→ **Dados apresentados**:
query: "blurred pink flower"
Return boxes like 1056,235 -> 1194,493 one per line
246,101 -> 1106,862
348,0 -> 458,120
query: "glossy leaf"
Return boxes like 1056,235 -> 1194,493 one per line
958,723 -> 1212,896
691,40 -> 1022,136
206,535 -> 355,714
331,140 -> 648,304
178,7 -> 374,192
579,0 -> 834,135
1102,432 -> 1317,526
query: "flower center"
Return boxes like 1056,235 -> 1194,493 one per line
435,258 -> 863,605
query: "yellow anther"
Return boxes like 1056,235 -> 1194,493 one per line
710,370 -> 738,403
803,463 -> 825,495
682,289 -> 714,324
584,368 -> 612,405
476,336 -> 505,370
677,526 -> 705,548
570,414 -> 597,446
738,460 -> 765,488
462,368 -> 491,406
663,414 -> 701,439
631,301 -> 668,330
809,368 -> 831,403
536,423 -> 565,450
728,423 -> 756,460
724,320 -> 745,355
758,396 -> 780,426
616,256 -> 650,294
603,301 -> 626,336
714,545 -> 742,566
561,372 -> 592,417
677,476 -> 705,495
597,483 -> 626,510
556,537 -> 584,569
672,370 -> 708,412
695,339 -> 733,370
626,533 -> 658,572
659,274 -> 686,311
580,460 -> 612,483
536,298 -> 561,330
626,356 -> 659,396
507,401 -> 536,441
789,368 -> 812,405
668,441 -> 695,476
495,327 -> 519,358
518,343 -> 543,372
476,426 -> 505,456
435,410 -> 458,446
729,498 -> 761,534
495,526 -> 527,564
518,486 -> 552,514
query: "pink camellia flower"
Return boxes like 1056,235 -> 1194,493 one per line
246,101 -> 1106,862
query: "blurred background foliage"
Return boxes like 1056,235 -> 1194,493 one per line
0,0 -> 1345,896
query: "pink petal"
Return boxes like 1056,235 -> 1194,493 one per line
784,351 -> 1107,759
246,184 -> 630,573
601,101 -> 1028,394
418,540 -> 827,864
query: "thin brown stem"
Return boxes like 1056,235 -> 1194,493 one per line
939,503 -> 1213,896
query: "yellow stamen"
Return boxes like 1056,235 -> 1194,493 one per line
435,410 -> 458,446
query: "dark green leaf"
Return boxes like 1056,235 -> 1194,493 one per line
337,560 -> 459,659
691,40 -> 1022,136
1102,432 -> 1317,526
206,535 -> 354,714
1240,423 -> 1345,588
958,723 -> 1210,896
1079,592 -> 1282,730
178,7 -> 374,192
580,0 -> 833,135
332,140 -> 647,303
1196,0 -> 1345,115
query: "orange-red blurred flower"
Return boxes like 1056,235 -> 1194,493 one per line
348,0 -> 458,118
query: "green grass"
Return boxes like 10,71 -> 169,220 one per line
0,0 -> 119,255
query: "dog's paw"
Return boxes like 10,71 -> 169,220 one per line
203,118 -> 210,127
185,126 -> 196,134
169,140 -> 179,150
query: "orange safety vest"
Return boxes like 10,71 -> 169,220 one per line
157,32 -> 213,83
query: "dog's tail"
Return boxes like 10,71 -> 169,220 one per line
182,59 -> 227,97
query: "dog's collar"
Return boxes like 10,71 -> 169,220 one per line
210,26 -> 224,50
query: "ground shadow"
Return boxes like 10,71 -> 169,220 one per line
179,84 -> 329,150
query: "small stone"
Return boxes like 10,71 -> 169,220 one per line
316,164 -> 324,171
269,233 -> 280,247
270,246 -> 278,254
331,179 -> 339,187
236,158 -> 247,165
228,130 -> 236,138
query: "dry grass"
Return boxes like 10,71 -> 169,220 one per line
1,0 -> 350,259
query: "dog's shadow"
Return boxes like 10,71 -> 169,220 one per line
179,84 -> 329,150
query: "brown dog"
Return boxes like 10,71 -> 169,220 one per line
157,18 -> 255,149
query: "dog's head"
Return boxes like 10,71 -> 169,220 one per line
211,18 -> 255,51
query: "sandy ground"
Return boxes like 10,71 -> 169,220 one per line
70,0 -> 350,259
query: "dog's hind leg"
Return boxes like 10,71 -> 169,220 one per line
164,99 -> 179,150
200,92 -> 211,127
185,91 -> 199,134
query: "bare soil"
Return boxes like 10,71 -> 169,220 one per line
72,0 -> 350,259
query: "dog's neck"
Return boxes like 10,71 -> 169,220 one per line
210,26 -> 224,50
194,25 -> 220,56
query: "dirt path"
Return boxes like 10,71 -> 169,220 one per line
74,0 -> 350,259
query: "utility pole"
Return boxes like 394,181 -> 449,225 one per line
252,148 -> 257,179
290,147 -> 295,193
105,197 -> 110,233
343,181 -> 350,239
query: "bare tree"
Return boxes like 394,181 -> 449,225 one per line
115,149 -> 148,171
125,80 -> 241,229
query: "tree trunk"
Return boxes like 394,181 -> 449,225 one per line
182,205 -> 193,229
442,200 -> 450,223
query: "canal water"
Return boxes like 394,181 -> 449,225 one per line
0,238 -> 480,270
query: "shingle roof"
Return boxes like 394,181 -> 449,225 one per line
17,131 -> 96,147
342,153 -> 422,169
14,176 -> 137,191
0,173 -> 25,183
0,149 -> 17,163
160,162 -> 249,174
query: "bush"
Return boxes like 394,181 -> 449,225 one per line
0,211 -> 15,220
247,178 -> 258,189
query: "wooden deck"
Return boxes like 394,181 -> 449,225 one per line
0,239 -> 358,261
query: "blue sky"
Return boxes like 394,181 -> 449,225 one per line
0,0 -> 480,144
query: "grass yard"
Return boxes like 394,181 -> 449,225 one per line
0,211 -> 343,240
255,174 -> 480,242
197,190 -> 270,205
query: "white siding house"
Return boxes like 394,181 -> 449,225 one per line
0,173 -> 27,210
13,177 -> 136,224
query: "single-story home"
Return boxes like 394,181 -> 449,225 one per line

...

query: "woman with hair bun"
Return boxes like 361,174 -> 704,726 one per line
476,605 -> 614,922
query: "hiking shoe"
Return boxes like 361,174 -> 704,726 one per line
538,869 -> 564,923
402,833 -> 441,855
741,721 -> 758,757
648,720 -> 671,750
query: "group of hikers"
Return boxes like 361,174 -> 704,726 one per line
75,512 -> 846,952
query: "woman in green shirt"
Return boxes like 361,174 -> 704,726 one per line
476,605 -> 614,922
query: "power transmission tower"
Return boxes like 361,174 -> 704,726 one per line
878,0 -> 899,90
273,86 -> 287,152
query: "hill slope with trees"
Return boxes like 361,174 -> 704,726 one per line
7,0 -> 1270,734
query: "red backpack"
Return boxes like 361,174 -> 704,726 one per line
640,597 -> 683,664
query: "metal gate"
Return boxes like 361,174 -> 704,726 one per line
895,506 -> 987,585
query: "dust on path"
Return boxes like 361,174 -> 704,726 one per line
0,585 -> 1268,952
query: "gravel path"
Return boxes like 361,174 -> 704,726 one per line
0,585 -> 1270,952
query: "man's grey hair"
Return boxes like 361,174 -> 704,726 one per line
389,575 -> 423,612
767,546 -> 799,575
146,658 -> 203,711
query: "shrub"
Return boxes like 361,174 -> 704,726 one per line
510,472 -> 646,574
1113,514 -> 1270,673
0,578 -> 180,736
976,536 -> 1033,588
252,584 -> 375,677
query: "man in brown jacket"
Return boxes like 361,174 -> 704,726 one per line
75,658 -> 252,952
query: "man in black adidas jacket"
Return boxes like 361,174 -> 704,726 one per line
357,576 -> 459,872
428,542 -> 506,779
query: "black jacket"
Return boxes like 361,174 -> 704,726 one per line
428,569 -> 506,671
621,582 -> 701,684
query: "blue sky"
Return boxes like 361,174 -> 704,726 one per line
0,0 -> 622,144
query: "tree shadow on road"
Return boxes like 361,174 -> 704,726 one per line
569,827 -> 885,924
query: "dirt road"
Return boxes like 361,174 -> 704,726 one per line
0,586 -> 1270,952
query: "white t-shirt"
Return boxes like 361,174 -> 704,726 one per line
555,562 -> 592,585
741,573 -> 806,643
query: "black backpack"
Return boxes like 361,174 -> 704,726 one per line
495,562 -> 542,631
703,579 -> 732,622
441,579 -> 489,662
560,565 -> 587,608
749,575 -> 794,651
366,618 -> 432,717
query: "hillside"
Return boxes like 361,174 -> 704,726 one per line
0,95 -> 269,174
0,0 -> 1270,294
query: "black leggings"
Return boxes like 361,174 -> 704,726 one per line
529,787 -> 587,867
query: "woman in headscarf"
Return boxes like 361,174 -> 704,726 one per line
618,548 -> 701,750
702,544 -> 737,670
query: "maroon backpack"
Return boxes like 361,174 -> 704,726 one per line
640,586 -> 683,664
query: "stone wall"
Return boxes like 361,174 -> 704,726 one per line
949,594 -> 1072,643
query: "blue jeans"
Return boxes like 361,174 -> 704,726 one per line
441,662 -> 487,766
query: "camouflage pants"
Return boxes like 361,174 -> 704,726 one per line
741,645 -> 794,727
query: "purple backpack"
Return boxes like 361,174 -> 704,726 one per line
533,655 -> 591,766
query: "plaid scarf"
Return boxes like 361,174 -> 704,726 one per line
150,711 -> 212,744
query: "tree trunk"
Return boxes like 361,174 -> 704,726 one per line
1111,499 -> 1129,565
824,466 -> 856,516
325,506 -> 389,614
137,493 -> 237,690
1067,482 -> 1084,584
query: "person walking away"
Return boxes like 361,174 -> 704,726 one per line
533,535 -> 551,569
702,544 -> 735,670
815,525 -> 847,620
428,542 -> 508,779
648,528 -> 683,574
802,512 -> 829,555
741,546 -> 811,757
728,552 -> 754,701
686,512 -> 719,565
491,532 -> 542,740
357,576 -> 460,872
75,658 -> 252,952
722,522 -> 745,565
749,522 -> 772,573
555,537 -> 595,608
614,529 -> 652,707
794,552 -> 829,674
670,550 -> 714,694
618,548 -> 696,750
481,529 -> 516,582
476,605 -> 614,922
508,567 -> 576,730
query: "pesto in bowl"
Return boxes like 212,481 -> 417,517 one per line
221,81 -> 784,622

==

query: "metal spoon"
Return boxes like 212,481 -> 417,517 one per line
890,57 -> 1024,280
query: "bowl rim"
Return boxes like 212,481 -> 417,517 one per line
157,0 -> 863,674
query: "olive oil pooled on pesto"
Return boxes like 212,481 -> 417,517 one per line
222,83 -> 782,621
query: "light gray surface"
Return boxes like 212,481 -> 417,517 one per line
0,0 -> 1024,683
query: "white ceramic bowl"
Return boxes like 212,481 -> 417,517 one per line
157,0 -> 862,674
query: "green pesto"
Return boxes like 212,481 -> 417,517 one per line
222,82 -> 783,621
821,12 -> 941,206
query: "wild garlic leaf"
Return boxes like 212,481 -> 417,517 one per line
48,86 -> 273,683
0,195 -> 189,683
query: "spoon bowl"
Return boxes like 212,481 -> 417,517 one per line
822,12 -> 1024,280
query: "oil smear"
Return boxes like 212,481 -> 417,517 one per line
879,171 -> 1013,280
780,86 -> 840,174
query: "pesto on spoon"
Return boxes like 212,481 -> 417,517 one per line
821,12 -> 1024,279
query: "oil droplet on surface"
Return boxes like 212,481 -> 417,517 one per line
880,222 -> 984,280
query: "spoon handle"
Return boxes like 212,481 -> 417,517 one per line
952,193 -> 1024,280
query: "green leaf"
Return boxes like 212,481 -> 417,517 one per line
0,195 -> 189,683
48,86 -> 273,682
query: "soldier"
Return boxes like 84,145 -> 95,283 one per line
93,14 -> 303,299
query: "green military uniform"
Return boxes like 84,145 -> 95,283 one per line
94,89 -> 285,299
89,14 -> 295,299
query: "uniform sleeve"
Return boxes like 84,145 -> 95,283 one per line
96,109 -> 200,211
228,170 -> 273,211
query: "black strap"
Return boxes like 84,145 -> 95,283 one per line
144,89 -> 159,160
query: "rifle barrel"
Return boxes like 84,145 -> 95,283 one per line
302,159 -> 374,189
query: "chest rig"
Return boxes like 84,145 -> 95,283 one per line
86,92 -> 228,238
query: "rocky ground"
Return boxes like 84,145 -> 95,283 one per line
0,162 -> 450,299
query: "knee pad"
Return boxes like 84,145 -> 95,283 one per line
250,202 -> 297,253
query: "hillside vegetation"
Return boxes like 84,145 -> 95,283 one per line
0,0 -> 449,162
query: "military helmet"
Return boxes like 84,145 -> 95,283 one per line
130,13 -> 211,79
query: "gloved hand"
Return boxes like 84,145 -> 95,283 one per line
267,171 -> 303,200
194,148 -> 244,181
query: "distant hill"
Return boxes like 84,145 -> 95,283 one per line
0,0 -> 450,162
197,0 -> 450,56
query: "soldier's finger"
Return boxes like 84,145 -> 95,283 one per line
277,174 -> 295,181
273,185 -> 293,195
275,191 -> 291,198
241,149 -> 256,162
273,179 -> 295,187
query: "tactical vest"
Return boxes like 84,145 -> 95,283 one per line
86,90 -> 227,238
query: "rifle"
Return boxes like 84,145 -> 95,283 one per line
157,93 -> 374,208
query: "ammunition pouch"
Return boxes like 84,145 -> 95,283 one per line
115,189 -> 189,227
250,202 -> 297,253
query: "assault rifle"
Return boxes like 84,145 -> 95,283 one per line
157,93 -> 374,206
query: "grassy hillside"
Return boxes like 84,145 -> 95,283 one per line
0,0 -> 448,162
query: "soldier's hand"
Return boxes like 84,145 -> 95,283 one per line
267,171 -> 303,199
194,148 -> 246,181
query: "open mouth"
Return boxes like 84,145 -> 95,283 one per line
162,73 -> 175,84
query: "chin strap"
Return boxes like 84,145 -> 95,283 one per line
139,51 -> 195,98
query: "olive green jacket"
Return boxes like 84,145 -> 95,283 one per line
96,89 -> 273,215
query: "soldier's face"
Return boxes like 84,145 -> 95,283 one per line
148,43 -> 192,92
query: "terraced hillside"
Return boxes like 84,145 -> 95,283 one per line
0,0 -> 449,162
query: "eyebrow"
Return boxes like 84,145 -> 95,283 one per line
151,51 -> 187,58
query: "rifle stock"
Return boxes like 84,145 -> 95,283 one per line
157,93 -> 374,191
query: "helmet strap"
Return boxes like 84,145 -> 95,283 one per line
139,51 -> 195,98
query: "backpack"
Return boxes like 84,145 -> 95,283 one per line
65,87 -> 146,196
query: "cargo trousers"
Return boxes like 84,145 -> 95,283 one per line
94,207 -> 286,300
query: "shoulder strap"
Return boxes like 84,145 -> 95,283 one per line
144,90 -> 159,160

→ **Enunciado**: Copie cada linha dos registros acima que contenha a palavra "bowl". Diferencie maiúsculas de minúsculas.

→ **Resolução**:
query: "pesto in bowl"
query: "bowl rim"
query: "white ceramic bowl"
query: "spoon bowl"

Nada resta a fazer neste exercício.